◆ **Aufgabe**: Gib den Leitsatz zum Wohnraumbegriff von "1 Unter den" bis "19) (redaktioneller Leitsatz)" erneut wieder und ersetze darin "baulicher Ausstattung" durch "technischer Ausstattung".

◆ **Ausgangstext**:
>>>>>

Steuerrecht

Wohnraumbegriff im Sinne des Zweckentfremdungsrechts

Aktenzeichen  M 9 K 17.4119

Datum:
17.1.2018
Rechtsgebiet:
Fundstelle:
DWW – 2018, 112
Gerichtsart:
VG
Gerichtsort:
München
Rechtsweg:
Verwaltungsgerichtsbarkeit
Normen:
ZwEWG Art. 1 S. 2 Nr. 3, Art. 3 Abs. 2, Art. 4
LStVG Art. 7 Abs. 2
BauGB § 34
BayBO Art. 46

 

Leitsatz

1 Unter den Wohnraumbegriff im Sinne des Zweckentfremdungsrechts fallen alle Räume, die bei Inkrafttreten des Verbots der Zweckentfremdung sowohl nach Anlage und baulicher Ausstattung tatsächlich und baurechtlich (im Sinne materieller Baurechtsmäßigkeit) geeignet waren, auf Dauer bewohnt zu werden. (Rn. 19) (redaktioneller Leitsatz)

<<<<<

◆ **Datenteil**:
>>>>>

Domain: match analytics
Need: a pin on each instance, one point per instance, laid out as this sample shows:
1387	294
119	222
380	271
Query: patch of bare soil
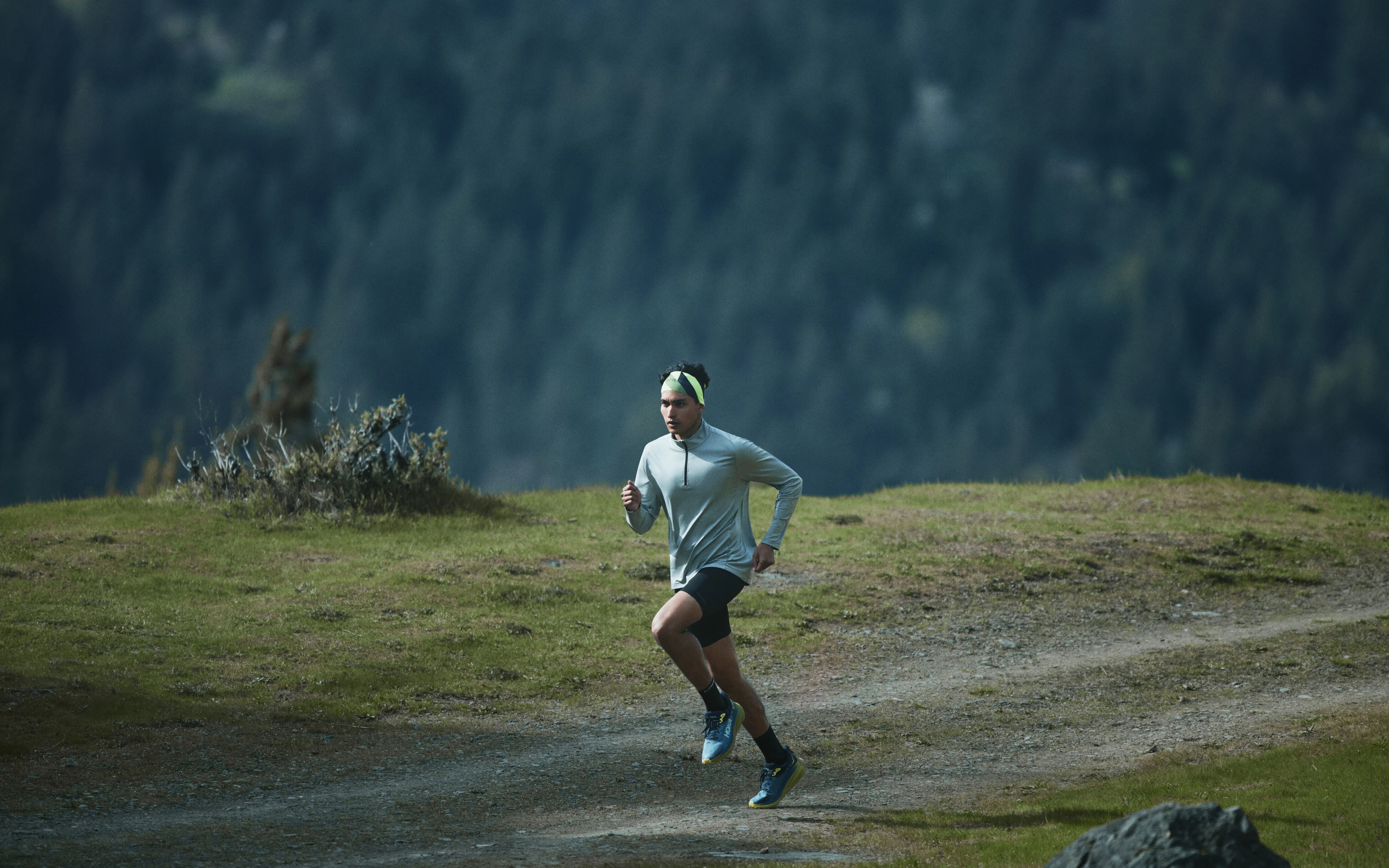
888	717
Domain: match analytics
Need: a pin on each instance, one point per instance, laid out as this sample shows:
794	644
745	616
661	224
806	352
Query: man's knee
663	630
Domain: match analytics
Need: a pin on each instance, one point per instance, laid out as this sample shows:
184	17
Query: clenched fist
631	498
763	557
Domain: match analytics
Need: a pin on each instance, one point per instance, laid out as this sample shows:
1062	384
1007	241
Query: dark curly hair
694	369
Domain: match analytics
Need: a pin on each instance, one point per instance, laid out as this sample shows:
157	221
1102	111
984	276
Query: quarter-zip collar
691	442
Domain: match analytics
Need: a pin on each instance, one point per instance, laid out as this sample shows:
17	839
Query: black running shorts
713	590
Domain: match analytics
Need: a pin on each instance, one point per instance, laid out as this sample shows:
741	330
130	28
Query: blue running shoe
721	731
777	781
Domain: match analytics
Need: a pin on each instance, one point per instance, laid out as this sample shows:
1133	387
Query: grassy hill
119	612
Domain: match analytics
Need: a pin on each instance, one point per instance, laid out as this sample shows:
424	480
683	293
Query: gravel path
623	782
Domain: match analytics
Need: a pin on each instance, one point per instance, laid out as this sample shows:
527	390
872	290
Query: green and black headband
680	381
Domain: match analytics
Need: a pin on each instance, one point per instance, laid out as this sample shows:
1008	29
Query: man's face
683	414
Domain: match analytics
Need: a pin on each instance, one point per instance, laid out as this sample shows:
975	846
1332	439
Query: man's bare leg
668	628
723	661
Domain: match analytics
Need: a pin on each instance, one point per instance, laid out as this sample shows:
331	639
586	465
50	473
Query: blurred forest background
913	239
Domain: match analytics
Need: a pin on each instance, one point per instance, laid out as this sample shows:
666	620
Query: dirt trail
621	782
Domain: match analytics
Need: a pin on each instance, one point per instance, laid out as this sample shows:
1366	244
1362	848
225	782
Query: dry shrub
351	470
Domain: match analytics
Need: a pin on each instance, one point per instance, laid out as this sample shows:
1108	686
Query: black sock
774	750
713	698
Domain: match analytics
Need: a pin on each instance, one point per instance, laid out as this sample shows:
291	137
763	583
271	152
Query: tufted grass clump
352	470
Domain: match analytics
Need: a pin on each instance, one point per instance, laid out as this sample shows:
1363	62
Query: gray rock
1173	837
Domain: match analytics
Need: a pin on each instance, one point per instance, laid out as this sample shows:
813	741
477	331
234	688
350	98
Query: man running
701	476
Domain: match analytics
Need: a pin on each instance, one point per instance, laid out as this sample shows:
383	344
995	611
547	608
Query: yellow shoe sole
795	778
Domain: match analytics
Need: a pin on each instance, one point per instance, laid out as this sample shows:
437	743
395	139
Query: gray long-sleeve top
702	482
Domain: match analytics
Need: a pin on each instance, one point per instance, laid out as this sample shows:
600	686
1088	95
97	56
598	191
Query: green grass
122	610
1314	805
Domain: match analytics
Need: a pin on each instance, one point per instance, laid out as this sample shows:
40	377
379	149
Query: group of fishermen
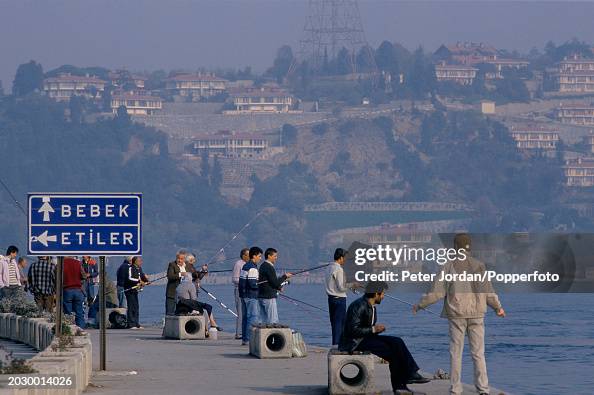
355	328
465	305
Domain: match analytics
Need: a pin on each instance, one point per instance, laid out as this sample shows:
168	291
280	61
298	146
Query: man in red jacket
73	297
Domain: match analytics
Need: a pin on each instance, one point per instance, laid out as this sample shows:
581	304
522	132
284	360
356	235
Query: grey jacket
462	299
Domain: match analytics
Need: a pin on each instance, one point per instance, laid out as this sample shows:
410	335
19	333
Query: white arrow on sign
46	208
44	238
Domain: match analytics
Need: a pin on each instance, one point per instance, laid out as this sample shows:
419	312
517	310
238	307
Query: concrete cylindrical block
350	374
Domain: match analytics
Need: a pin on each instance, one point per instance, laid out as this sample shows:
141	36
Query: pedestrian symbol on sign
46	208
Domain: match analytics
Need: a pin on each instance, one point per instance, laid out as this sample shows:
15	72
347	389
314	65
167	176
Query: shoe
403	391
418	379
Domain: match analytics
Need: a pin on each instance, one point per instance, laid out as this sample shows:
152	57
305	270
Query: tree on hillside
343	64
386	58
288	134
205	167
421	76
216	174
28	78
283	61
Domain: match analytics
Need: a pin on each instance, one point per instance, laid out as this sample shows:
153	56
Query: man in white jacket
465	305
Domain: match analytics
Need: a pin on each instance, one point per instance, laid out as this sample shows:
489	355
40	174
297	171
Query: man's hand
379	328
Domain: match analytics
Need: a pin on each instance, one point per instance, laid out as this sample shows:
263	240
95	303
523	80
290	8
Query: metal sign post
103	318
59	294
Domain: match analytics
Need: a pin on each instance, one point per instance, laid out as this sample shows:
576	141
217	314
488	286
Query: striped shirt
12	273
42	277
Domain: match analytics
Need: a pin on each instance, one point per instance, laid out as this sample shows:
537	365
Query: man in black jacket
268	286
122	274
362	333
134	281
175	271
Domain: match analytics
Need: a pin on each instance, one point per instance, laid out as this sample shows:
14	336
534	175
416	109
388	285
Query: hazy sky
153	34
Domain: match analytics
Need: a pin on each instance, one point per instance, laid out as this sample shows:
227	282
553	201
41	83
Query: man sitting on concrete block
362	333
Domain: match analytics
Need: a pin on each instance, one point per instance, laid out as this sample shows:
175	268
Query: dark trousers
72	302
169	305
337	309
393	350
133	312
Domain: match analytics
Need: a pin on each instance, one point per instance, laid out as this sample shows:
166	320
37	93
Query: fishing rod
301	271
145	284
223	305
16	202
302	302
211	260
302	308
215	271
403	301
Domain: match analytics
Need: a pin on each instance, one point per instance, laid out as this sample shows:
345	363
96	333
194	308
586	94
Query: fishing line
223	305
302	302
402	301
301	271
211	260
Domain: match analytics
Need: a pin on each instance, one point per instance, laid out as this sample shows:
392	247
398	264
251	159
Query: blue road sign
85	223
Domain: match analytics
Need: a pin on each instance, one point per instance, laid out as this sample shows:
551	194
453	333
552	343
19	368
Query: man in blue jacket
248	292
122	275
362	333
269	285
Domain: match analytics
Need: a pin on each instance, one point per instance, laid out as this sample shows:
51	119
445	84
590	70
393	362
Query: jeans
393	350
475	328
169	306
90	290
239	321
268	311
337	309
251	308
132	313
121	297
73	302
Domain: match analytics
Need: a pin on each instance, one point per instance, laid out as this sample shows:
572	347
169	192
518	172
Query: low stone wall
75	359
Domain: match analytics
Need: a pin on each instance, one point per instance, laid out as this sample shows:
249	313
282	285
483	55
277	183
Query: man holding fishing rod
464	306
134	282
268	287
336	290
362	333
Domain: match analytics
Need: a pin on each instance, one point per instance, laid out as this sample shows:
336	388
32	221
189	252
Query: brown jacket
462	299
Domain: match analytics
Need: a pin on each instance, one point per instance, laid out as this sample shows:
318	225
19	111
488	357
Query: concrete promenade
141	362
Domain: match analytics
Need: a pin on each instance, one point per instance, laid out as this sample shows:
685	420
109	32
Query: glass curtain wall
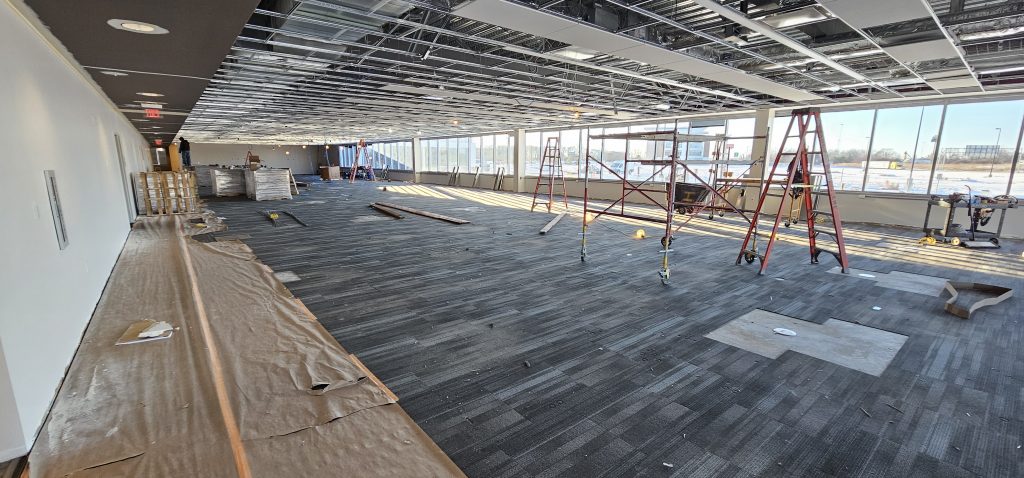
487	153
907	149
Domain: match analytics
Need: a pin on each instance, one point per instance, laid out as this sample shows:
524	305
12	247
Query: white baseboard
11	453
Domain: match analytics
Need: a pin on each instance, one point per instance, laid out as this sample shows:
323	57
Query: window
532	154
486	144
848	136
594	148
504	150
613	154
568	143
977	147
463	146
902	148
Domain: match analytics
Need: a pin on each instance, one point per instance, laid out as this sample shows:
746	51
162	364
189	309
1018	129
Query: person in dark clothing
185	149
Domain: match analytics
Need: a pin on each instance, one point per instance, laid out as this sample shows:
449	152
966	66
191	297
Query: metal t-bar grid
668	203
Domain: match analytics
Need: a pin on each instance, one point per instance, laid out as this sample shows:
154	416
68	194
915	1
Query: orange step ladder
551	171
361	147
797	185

<<<<<

◆ **Lösung**:
1 Unter den Wohnraumbegriff im Sinne des Zweckentfremdungsrechts fallen alle Räume, die bei Inkrafttreten des Verbots der Zweckentfremdung sowohl nach Anlage und technischer Ausstattung tatsächlich und baurechtlich (im Sinne materieller Baurechtsmäßigkeit) geeignet waren, auf Dauer bewohnt zu werden. (Rn. 19) (redaktioneller Leitsatz)